Entries on locating named items
· · · · ·

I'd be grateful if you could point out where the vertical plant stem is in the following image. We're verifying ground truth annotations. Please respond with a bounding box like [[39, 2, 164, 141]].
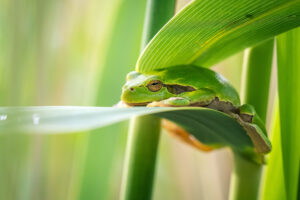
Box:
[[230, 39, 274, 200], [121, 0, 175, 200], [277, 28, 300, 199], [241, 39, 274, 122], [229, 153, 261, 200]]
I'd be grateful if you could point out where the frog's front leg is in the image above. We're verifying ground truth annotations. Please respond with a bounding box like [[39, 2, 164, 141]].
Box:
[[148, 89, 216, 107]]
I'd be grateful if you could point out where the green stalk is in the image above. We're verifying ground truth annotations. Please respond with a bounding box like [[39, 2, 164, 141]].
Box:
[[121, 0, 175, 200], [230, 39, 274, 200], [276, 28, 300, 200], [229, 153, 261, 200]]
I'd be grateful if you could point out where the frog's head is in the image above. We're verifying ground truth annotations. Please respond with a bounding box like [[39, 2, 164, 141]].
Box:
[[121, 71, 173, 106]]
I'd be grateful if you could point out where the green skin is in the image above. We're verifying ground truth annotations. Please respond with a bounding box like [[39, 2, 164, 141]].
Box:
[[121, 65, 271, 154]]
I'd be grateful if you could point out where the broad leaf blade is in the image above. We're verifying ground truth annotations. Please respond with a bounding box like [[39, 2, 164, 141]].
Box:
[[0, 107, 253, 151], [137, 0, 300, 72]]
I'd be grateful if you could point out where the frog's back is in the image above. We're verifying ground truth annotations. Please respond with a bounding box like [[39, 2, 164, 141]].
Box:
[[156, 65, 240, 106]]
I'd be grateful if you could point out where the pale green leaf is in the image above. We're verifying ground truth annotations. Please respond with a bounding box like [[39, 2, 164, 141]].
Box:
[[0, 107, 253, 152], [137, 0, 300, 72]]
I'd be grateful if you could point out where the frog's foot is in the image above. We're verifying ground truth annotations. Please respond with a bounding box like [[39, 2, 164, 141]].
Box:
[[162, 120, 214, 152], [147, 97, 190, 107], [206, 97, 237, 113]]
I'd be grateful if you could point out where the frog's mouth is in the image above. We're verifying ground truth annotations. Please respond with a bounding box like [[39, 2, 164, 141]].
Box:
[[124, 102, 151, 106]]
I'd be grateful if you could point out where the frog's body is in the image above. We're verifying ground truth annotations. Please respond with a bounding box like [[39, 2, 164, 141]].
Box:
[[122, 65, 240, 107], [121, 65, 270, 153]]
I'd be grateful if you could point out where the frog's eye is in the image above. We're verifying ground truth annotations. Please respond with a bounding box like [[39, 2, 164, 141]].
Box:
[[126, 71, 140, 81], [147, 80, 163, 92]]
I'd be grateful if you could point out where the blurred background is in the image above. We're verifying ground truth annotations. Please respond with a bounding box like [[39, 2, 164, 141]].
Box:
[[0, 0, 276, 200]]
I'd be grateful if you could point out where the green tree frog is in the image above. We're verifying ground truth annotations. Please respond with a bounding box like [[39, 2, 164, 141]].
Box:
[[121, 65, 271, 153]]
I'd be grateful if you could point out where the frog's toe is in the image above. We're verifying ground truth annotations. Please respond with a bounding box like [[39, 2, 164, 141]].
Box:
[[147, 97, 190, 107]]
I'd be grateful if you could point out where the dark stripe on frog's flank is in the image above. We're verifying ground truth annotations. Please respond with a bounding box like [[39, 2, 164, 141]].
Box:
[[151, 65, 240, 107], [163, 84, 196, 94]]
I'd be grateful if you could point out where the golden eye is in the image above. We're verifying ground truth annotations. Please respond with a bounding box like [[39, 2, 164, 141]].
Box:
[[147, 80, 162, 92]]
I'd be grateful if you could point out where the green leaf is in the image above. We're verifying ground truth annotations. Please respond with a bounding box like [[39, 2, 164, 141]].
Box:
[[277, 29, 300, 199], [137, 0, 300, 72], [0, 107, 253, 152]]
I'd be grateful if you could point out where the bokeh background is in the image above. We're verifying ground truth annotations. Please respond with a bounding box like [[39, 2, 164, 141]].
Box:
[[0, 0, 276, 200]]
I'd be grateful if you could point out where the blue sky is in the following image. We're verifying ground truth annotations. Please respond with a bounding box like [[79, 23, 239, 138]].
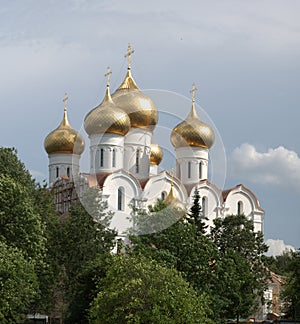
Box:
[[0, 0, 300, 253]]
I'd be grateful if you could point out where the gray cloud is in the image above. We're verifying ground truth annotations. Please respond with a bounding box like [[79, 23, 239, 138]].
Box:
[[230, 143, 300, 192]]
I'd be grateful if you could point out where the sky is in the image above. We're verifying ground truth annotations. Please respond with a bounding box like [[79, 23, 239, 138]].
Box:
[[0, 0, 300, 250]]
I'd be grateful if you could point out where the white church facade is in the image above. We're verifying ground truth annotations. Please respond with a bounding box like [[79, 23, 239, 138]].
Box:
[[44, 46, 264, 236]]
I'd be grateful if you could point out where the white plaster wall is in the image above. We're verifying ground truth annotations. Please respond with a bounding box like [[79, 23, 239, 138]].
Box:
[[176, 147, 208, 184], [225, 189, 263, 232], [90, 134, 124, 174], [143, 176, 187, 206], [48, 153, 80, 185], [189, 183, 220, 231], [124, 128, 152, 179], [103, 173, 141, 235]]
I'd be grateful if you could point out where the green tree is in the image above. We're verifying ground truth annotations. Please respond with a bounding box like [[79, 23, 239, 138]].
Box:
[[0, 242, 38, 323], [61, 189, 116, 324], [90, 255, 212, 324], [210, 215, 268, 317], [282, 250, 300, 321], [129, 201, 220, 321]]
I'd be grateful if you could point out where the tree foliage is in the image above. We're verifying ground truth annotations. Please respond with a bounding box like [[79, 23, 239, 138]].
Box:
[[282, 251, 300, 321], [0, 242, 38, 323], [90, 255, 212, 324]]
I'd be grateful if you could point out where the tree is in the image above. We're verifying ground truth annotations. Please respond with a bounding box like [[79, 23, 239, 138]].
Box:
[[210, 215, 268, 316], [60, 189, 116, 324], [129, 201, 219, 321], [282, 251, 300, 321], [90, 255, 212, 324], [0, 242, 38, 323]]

· · · · ·

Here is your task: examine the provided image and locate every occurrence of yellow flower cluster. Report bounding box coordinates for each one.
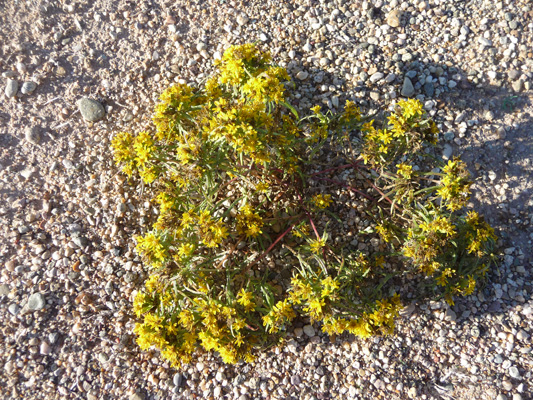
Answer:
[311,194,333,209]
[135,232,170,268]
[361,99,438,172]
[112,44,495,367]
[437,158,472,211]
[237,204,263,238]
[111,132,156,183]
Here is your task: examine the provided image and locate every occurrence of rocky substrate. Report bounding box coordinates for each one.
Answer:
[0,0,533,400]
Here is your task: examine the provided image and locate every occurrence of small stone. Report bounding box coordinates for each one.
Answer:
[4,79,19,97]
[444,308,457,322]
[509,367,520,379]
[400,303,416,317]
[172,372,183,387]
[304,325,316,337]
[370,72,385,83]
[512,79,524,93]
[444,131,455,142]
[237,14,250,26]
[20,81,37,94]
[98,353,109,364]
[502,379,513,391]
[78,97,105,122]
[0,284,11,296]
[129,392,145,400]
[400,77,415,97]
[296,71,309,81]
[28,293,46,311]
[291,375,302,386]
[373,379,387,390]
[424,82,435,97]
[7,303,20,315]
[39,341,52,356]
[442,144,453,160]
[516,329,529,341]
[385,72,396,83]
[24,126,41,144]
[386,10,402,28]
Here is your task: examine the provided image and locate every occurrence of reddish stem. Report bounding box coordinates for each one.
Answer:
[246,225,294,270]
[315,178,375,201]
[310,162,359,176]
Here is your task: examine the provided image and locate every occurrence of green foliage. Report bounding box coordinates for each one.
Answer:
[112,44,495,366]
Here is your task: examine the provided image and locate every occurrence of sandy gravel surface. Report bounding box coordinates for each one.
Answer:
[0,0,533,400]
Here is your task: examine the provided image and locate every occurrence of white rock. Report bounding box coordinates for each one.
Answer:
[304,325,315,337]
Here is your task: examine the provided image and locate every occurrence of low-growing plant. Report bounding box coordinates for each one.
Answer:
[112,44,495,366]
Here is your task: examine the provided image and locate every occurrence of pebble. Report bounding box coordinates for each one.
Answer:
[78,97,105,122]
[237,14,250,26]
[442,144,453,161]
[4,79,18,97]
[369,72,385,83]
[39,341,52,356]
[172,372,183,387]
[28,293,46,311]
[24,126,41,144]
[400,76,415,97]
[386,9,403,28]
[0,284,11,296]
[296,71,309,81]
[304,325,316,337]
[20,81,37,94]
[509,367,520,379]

· · · · ·

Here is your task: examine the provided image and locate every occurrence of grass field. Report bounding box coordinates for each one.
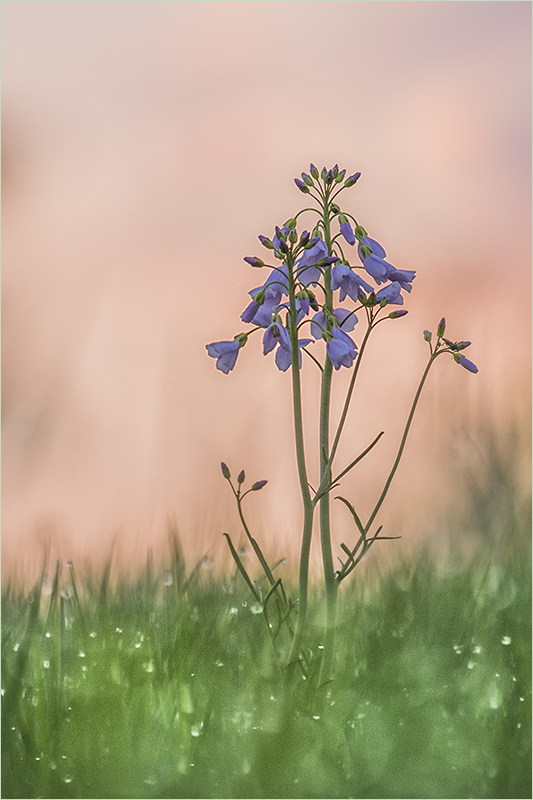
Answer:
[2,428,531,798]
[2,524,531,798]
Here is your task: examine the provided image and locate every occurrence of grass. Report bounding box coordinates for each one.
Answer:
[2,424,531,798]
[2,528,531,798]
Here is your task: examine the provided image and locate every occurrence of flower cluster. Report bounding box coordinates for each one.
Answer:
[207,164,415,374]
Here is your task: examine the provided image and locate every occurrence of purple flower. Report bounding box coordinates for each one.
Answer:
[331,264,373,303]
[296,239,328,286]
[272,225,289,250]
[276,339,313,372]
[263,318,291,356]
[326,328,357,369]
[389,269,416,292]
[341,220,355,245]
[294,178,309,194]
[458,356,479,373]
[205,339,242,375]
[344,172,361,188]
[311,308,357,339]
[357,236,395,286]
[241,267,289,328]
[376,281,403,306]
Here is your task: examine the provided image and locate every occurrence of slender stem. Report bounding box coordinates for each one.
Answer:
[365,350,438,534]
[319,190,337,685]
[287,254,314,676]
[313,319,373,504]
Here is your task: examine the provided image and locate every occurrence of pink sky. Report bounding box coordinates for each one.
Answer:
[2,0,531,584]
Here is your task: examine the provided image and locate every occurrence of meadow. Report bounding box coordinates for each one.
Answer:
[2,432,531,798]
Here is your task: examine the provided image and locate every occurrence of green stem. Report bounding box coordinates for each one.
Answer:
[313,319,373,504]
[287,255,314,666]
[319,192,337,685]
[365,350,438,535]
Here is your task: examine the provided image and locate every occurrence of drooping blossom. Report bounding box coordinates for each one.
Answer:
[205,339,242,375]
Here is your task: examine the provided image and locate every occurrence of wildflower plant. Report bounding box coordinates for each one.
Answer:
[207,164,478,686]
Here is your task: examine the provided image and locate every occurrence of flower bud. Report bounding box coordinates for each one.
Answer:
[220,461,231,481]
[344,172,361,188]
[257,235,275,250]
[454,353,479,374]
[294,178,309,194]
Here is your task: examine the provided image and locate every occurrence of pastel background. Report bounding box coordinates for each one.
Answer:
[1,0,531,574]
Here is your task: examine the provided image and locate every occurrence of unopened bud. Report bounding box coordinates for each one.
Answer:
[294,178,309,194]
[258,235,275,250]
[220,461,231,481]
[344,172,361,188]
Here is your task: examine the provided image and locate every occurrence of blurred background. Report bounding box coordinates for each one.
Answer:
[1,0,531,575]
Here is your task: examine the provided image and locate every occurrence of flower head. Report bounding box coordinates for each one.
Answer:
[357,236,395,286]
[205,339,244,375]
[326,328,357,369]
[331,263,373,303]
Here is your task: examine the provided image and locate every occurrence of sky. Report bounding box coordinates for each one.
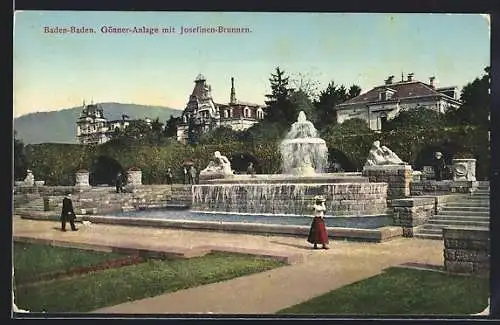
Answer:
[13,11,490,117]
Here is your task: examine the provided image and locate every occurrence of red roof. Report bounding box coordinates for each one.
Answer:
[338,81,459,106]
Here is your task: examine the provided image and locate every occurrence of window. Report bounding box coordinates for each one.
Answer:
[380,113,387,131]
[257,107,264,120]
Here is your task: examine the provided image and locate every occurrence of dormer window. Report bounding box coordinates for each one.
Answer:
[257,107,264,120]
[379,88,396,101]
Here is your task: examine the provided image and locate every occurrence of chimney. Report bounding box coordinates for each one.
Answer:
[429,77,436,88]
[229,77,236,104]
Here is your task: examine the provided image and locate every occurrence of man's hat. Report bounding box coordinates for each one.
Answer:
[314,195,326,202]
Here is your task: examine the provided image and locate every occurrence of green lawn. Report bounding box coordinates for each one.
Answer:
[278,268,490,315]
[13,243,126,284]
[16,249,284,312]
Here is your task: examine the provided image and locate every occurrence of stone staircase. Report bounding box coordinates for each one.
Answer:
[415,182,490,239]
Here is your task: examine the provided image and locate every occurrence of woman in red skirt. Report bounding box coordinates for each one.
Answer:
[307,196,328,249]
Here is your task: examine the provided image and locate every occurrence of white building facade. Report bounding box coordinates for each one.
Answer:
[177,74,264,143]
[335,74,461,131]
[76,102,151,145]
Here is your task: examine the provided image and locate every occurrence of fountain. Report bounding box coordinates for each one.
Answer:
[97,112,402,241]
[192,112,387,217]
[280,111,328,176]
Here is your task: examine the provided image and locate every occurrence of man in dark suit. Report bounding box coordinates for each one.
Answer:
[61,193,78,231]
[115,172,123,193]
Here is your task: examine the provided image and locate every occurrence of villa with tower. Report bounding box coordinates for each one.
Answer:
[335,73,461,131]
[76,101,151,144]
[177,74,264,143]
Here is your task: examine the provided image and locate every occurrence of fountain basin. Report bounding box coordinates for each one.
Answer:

· · · · ·

WORK INSTRUCTIONS | Copy out the data above word for word, from the line holding "the green skin" through the line holding "[[121, 65, 271, 154]]", inclusive.

RESPONSE BELOW |
I'd be grateful if you could point out where the green skin is in the image above. We're verifying ground truth annotations. Please respond with a bounding box like [[39, 2, 164, 141]].
Box:
[[121, 65, 271, 154]]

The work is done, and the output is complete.